For this task, copy all of the data below exactly and skip the pictures.

****************

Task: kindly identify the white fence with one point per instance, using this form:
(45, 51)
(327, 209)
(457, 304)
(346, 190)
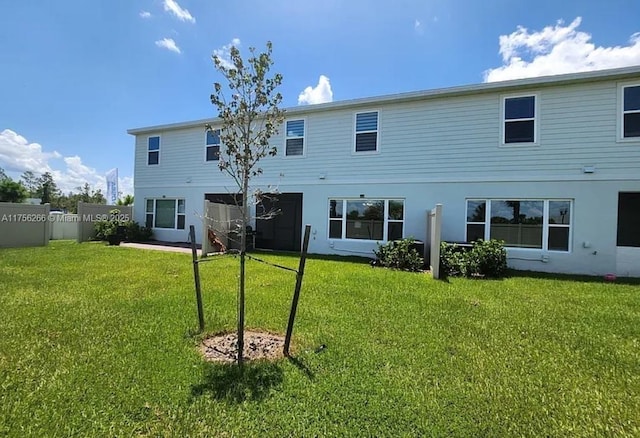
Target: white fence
(24, 225)
(63, 226)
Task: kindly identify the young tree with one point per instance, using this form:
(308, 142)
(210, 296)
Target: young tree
(30, 181)
(47, 190)
(249, 117)
(12, 191)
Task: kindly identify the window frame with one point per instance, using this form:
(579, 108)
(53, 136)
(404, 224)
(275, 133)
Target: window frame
(149, 151)
(386, 219)
(622, 112)
(176, 216)
(504, 120)
(207, 145)
(354, 150)
(545, 222)
(287, 137)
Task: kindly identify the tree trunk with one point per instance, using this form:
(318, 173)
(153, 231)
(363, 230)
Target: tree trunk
(243, 250)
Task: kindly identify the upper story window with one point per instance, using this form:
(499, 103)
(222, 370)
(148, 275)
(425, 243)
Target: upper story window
(367, 132)
(153, 150)
(366, 219)
(631, 111)
(212, 145)
(519, 119)
(294, 138)
(521, 223)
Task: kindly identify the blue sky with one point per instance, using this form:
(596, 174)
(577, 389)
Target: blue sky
(76, 74)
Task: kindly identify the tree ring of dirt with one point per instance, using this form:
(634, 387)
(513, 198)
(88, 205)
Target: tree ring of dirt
(257, 345)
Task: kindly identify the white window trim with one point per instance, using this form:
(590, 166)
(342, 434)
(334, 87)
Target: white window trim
(147, 151)
(545, 222)
(620, 119)
(536, 121)
(207, 146)
(355, 133)
(304, 139)
(385, 230)
(176, 214)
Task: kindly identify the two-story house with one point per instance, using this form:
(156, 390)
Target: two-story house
(550, 165)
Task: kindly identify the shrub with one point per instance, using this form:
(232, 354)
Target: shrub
(452, 260)
(104, 229)
(484, 259)
(488, 258)
(399, 254)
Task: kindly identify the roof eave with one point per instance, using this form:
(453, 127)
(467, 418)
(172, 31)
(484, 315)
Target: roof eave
(542, 81)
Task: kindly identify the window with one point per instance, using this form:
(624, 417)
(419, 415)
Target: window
(537, 224)
(520, 119)
(153, 150)
(212, 145)
(367, 132)
(165, 213)
(294, 139)
(631, 111)
(366, 219)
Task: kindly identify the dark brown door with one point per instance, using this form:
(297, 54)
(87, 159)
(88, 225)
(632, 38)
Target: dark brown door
(283, 231)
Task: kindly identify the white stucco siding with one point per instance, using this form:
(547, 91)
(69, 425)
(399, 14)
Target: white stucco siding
(434, 149)
(442, 139)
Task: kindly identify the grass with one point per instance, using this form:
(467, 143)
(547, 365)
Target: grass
(100, 341)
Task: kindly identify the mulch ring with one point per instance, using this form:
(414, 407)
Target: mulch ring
(257, 345)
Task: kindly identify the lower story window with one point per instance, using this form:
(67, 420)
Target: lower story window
(366, 219)
(521, 223)
(165, 213)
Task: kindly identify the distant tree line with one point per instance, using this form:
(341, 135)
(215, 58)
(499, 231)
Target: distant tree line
(43, 187)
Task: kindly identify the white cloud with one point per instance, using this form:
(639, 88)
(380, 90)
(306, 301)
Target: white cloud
(224, 53)
(417, 26)
(17, 155)
(169, 44)
(181, 14)
(321, 93)
(558, 49)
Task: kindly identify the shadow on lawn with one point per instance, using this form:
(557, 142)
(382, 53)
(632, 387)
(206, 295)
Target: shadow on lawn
(226, 382)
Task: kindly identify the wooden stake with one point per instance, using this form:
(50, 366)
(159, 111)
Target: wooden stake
(196, 275)
(296, 293)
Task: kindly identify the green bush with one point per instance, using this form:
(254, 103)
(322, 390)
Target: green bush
(452, 260)
(488, 258)
(399, 254)
(484, 259)
(104, 229)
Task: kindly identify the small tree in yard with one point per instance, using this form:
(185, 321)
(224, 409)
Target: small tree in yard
(249, 117)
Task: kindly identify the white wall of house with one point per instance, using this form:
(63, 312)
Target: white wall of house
(437, 148)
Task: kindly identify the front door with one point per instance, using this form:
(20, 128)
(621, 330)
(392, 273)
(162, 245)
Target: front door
(628, 245)
(283, 230)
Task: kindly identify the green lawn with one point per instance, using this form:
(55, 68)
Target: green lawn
(100, 341)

****************

| Answer |
Task: kindly identify the white fence with one point per instance, using this form:
(45, 51)
(327, 209)
(457, 304)
(346, 190)
Target: white fence
(24, 225)
(63, 226)
Task: kindly identify the young tree with one point per instance, using this form:
(308, 142)
(210, 296)
Target: young tree
(30, 181)
(47, 190)
(249, 117)
(12, 191)
Task: kindly identify the window frame with one point per instance, using this form:
(579, 108)
(53, 136)
(404, 224)
(275, 133)
Target: window frame
(149, 151)
(386, 219)
(622, 112)
(176, 216)
(504, 120)
(207, 145)
(354, 150)
(545, 222)
(287, 137)
Task: kindly identify the tree trunk with one point per instance, using this form:
(318, 173)
(153, 231)
(363, 230)
Target: tree trunk
(243, 250)
Task: kindly identify the upper story window with one point per instance, using this form:
(499, 103)
(222, 370)
(148, 275)
(425, 243)
Target: upper story window
(367, 132)
(153, 150)
(366, 219)
(631, 111)
(212, 145)
(519, 119)
(294, 138)
(521, 223)
Task: kindly identify the blue sky with one point per instance, using this form:
(596, 174)
(577, 389)
Target: blue sky
(76, 74)
Task: kindly identify the tree ring of dirt with one point per instance, using this form:
(634, 387)
(513, 198)
(88, 205)
Target: tree ring of dirt
(257, 345)
Task: kindly identify the white window trim with one point per instance, using this form:
(590, 166)
(342, 434)
(334, 87)
Target: white window trim
(147, 151)
(545, 222)
(620, 119)
(536, 121)
(207, 146)
(355, 133)
(304, 139)
(385, 230)
(176, 214)
Task: kindly identify the two-story house with one point per instance, using this form:
(156, 390)
Target: two-story house
(550, 165)
Task: kindly identify the shrub with one point per instance, using this form:
(232, 354)
Target: shrub
(452, 260)
(104, 229)
(484, 259)
(488, 258)
(399, 254)
Task: kindly identify the roof eave with one point per instance, using this form:
(453, 127)
(467, 418)
(172, 31)
(484, 315)
Target: roof eave
(542, 81)
Task: kindly identify the window with one point per instance, using this form:
(624, 417)
(419, 415)
Target: window
(537, 224)
(520, 119)
(153, 150)
(212, 145)
(367, 132)
(165, 213)
(294, 139)
(631, 111)
(366, 219)
Task: kindly identify the dark brown door with one point per instance, using this form:
(297, 54)
(87, 159)
(88, 225)
(632, 38)
Target: dark brown door
(283, 231)
Task: kindly identify the white stucco siding with one point per instance, using this form:
(547, 91)
(69, 425)
(399, 14)
Target: white stucco siding
(434, 149)
(442, 139)
Task: kindly identify the grass with one point per instance, using this form:
(467, 143)
(547, 365)
Target: grass
(100, 341)
Task: kindly identify the mulch ring with one point per instance, using this form:
(414, 407)
Target: mulch ring
(257, 345)
Task: kindly identify the lower story window with one point per instance, using this form:
(67, 420)
Target: lower story window
(366, 219)
(521, 223)
(165, 213)
Task: kindly identify the distant tree line with one point per instance, using this form:
(341, 135)
(215, 58)
(499, 231)
Target: distant tree line
(43, 187)
Task: kindly identify the white cloud with one point per instance, using this form:
(639, 88)
(380, 90)
(306, 301)
Target: white cloud
(224, 53)
(417, 26)
(17, 155)
(169, 44)
(181, 14)
(321, 93)
(558, 49)
Task: kindly identify the shadow on lawn with one point per instance, using this form:
(557, 142)
(382, 53)
(632, 387)
(206, 295)
Target: shadow on lawn
(226, 382)
Task: kindly identify the wooden stake with one point per instance, using this form:
(50, 366)
(159, 111)
Target: wooden stake
(196, 275)
(296, 293)
Task: kindly identify the green bush with one point per instance, using this form:
(254, 103)
(322, 390)
Target: green bush
(452, 260)
(488, 258)
(399, 254)
(484, 259)
(104, 229)
Task: kindly identify the small tree in yard with one point per instance, using this form:
(185, 321)
(224, 409)
Target: small tree in yard
(249, 117)
Task: kindly identify the white wall of house with one point per instance, using this form:
(63, 312)
Target: white wall of house
(437, 148)
Task: kindly identify the front door with one point per instance, using this form:
(20, 128)
(621, 330)
(392, 273)
(162, 245)
Target: front door
(628, 245)
(283, 230)
Task: kindly identify the green lawn with one point per instance, using this form:
(55, 68)
Target: green lawn
(100, 341)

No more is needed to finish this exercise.